__Excerpt provided__
******

Tuesday, January 11, 2011

Deep end




This photo is out of context. I just wanted the underwater imagery. I mean, c'mon, look at all that hair! Sheesh.

When I was a kid, I was kind of obsessed with the bottom of the pool. I was a water-mad little bastard from as far back as I can remember--pleasantly humiliating speedo-clad childhood photos still stand as proof. I would swim in anything, dive off anything, splash through anything. I think I got a lot of skin ailments and rashes and stuff because of that tendency, but I wouldn't change a thing.

The bottom of the pool: man, that was the shit. I don't remember the first time I got a sense of being in deep water, but it was an enormous sensation. The weight of the water: fascinating.

We used to go swimming in the Gunpowder River downstream from Prettyboy Dam. The swimming hole had a ridge of rocks underwater, along the line of a long-fallen-in bridge. And the backed-up water hitting those rocks may have been my first experience of heavy space. It was calm enough that I could splash there as a four or five year old or whatever, but the water was high enough that I could kind of dunk myself and grab at the rocky bottom or just float there. Farther under the surface than a bathtub, the water was actually a thing, a medium to travel through, an animal walking around you.

And when I got a little older and actually went to pools, I immediately spent as much time as I could on the bottom. Once I had the skills to dive into the deep end, pull myself along the invisible ropes of water, and fight the air in my lungs trying to bring me back up, I just stayed there.

Hook a finger into the drain grate and languish on the bottom. Feel your ears crushing, squeaking. Feel the pressure crowd your sinuses, leaving little slithery sensations above your teeth, whispering amongst the tissues that maybe something was about to rupture.

Rutpure. God, what a fantastic, terrifying word for a nine-year-old. I was a pirate corpse hero ghost, wrapped in the sea's humongous thundering thoughts.

The bottom of the pool, the deep water: these were the places where you could go no further. That was what drew me. You knew from the pressure and the suffused thickness of the alien surroundings; you knew from everything tactile, that you were at a point you couldn't undercut. There was no beyond.

You were at the bottom of the pool.

No further down. No deeper. No freedom or safety to wiggle or flounce. It was just somehow really, really...serious.

I guess at a young enough age you have the joyous lightness and luck--for a while, anyway--to need something immensely structural, concrete, and physical to remind you that the world has limits, and danger, and consequence.

What a blissful gift: to misunderstand consequence to such an extent that slightly terrifying proof of it was actually fun. Alluring. Comforting.

I sure as shit didn't appreciate it when I had it. Beloved, breath-held dumbass; I just knew it felt powerful down there. Powerful because I was powerless.

The bottom of the pool, man. Wow.



Sigh.



I'm trying really hard to keep the light of those memories right now.

Because I'm scuttling across the floors of silent seas again.

And for the first time, and with a neck-snappingly different perspective, I hate it.

The bottom of the pool now is this reset button of chemo. This physical jail of repetitive weakness. This slack cage of skin I can't slough or rebuild.

Yet.

******

__Saved entries__
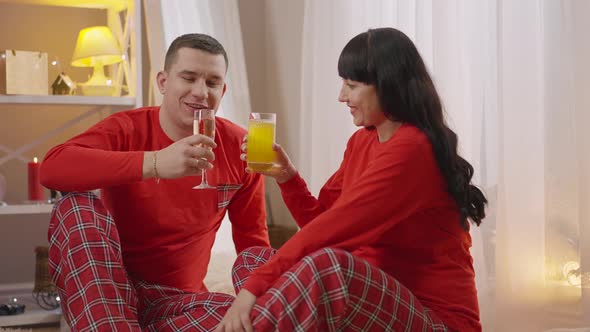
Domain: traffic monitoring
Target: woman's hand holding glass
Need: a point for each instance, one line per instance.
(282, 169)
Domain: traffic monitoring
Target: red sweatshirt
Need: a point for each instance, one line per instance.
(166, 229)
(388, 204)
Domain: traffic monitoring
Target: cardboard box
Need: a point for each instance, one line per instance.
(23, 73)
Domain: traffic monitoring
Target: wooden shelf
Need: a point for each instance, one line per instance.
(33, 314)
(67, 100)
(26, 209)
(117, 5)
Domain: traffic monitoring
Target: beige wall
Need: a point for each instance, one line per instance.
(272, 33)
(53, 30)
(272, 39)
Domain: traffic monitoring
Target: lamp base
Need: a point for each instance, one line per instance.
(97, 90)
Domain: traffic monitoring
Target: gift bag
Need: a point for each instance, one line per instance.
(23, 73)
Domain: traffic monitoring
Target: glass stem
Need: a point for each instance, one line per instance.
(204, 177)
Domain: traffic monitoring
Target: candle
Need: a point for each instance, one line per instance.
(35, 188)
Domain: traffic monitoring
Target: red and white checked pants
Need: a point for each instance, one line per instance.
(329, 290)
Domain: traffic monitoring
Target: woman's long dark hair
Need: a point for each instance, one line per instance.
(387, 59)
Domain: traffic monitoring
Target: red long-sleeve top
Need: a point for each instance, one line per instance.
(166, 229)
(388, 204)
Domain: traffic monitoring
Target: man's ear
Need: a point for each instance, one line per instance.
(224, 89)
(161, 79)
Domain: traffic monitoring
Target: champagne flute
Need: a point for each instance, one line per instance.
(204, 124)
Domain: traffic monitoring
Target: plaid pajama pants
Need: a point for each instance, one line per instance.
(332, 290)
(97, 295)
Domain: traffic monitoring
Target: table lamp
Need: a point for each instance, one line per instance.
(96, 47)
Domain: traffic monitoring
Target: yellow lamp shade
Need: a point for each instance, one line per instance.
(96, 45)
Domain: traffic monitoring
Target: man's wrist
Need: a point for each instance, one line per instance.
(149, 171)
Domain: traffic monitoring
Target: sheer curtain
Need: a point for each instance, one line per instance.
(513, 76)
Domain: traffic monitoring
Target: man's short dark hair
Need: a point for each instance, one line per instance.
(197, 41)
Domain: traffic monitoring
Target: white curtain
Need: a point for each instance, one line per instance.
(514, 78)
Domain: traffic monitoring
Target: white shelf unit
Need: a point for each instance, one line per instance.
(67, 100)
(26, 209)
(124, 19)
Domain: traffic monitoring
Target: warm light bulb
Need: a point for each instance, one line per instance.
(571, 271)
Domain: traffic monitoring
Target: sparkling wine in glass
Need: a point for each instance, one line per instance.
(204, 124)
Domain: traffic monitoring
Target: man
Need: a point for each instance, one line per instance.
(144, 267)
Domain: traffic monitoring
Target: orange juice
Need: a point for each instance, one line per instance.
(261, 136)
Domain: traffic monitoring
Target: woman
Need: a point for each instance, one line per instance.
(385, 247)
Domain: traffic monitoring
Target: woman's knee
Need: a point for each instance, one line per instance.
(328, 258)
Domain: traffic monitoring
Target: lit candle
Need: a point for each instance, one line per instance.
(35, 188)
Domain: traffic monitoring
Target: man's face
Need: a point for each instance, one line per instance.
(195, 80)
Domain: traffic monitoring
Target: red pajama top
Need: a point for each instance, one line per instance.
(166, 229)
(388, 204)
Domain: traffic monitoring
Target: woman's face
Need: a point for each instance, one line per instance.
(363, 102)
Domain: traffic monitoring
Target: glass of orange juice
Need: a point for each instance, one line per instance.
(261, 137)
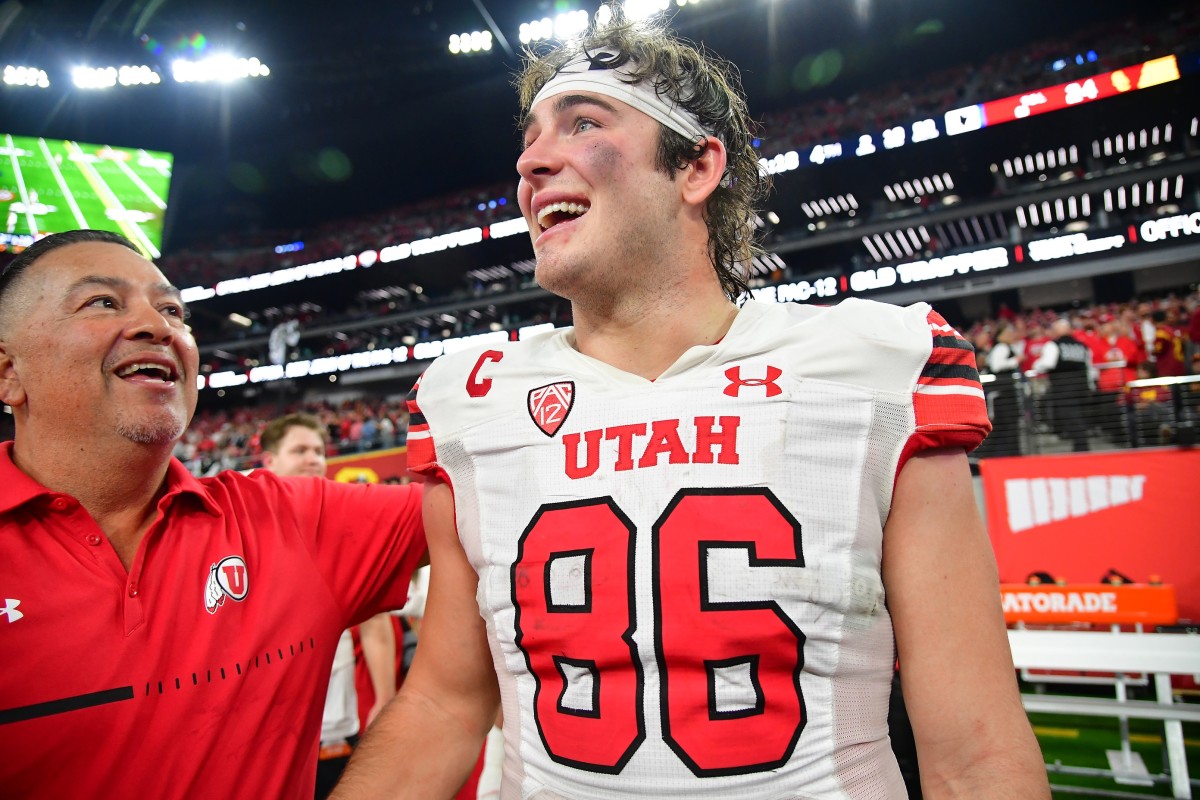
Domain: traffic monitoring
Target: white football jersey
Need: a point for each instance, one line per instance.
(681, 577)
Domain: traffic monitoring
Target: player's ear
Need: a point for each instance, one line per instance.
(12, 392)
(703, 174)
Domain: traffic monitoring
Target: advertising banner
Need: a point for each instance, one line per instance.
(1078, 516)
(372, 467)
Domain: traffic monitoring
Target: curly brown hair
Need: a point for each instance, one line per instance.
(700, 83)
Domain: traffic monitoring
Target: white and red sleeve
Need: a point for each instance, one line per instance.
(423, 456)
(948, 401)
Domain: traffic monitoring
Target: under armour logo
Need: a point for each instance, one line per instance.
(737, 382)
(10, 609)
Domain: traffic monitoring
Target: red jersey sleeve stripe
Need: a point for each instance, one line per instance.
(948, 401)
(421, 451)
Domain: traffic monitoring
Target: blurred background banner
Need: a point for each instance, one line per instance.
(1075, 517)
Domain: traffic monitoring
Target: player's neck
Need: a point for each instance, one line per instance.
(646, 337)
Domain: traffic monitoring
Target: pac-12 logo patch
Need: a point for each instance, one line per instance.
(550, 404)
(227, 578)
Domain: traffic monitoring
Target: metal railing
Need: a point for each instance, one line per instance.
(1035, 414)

******

__Task prompt__
In the post about the deep end, what drew the writer to the bottom of the pool? Please answer in one to three sentences. These records have nothing to do with the work here.

__Task response__
The bottom of the pool drew the writer because it was a place where you could go no further. The pressure, the thick alien surroundings and every physical sensation made clear that there was no beyond. The writer says it felt powerful down there because of being powerless.